- **Texto proporcionado**
··········
Conócete a ti mismo, se leía en el oráculo de Delfos, en la Grecia antigua. Todo un detalle de honradez profesional de los sacerdotes del templo de Apolo: cuando llegaban los creyentes en busca de respuestas divinas a sus problemas mundanos, lo primero que se les advertía era que, muy probablemente, éstas se encontraban en el interior de sus atormentadas personas. ¿Se imaginan un “conócete a ti mismo”, en una gigantesca pancarta circular en la plaza de San Pedro del Vaticano? Suena tan pagano, que me acaba de subir un escalofrío que ha llegado hasta las cejas. Podemos ignorar las profundidades de nuestra personalidad pero de nuestros cuerpos serranos lo conocemos casi todo. Desde ese minúsculo dedo meñique del pie izquierdo, tan indefenso, tan arrugadito (¿no es una monada?), hasta ese punto negro junto a la nariz que un día apareció para quedarse. Conocemos lo que tenemos cerca, cuanto más mejor. Nuestra comunidad de vecinos, nuestro barrio, nuestra provincia. A medida que nos alejamos, los detalles se hacen borrosos, y cuando estamos definitivamente lejos, la información empieza a llegar a través de intermediarios. El río Yangtsé desemboca en Shangai pero puedo jurar que yo nunca estuve allí. ¿Por qué? Porque el mundo es demasiado grande y la vida demasiado corta. Para aprender alemán, para leer el Quijote (entero) o para escuchar la integral de piano de quien sea, aunque sea un genio. Me conformaré con mi extensa colección de clichés. Estrugen Bagen, en un lugar de la Mancha, la dieta de los chinos se compone – básicamente – de arroz. Hasta puede que finalmente me atreva, y vaya a un programa de televisión. Porque ahora soy realmente sabio. Porque ahora se que no se nada.
··········
- **Datos proporcionados**
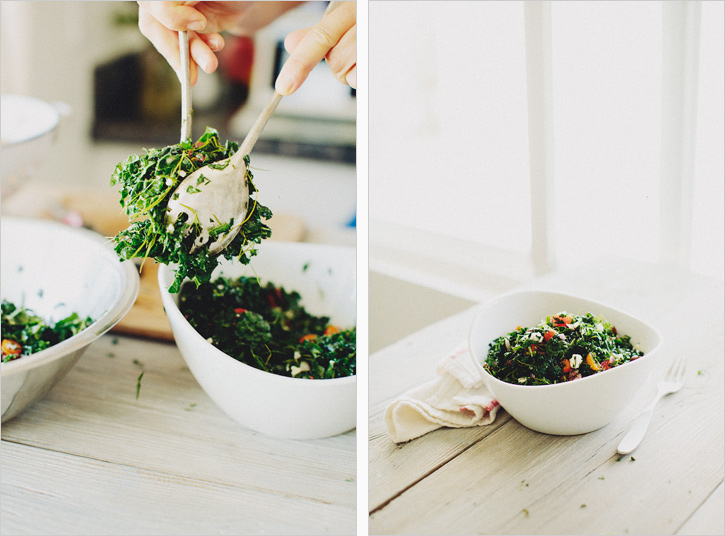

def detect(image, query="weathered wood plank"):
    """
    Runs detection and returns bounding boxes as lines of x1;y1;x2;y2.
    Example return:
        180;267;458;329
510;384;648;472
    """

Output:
··········
- **Solicitud escrita 1**
¿Qué frase se leía en el oráculo de Delfos, según el texto proporcionado?
- **Solicitud escrita 2**
Resume el texto proporcionado en dos oraciones, por favor.
- **Solicitud escrita 3**
Enumera los ámbitos cercanos que, según el texto proporcionado, conocemos cuanto más cerca están.

- **Resultado final 1**
«Conócete a ti mismo».

- **Resultado final 2**
El texto parte de la inscripción «Conócete a ti mismo» del oráculo de Delfos, con la que se advertía a los creyentes de que las respuestas a sus problemas probablemente estaban en su interior. Señala que conocemos casi todo de nuestro cuerpo y de lo que tenemos cerca, pero que lo lejano se vuelve borroso o nos llega por intermediarios porque el mundo es demasiado grande y la vida demasiado corta, y concluye que ahora sabe que no sabe nada.

- **Resultado final 3**
- Nuestra comunidad de vecinos
- Nuestro barrio
- Nuestra provincia